[Object position labeling entries]
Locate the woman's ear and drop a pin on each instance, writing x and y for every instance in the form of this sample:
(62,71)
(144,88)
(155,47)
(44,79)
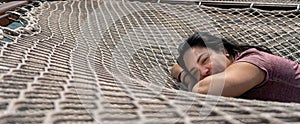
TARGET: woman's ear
(223,50)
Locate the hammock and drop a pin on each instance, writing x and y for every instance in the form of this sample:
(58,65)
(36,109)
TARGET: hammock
(97,61)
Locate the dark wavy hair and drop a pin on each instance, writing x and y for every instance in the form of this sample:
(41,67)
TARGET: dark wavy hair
(206,40)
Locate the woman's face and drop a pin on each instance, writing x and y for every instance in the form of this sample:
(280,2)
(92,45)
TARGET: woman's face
(202,62)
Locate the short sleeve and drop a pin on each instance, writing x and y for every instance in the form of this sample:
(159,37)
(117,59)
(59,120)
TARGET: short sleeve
(258,59)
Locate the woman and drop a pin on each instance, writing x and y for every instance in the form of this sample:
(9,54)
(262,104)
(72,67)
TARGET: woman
(211,65)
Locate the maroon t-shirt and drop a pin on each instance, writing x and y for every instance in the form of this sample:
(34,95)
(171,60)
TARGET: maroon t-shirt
(282,81)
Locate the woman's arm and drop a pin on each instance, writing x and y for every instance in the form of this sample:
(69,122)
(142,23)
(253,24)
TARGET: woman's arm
(234,81)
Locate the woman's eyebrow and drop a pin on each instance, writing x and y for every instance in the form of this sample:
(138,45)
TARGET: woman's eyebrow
(198,59)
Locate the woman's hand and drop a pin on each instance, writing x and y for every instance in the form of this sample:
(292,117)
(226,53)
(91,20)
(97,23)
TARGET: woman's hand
(176,70)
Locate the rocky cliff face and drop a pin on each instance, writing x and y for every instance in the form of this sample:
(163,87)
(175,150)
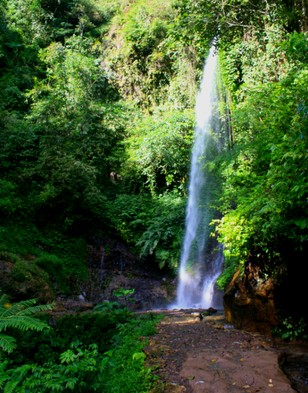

▸ Work to do: Copy out the records beginning at the line that contains "Locate the woman's face" and ending at the end of the records, requests included. Scale every answer coordinate by 1.95 and round to whole numbers with halves going up, keep the requests and their sample coordinates unchanged, and leave the pictures out.

▸ Output for this exercise:
Locate the woman's face and drop a pin on each instance, writing x and y for every instance in the form of this sample:
(280,2)
(92,45)
TARGET: woman's face
(394,121)
Locate the short sleeve and drop a pin on each instance, writing x and y for every instance in the form of this sample:
(159,37)
(117,59)
(59,120)
TARGET: short sleeve
(503,115)
Locate the woman and drop a pin on each instance, writing x and y for every instance in the form of this sample:
(9,54)
(262,104)
(72,67)
TARGET: woman
(411,127)
Locate the maroon t-shirt and drop a pin on each instance, writing x and y for every instance in the form of this sample:
(34,95)
(171,60)
TARGET: maroon t-shirt
(550,158)
Locate the woman's arm and drop a pin on each instance, writing x and y for every instance in the form of this sample:
(69,122)
(142,23)
(253,24)
TARGET: woman's arm
(456,158)
Locate the woman's eyebrow and drop a pin on each instance, writing x and y for every instance in the form of this sample:
(138,45)
TARGET: woman's eyebrow
(386,115)
Locate the woman's hand and drop a pin on each instance, writing x and y for every instance in the form of this sample:
(292,117)
(226,53)
(91,20)
(97,23)
TARGET: woman's hand
(343,137)
Locate the rocky cliff face and drop a pin on each instance, writing x and y for every instance in the form of this sample:
(163,87)
(175,150)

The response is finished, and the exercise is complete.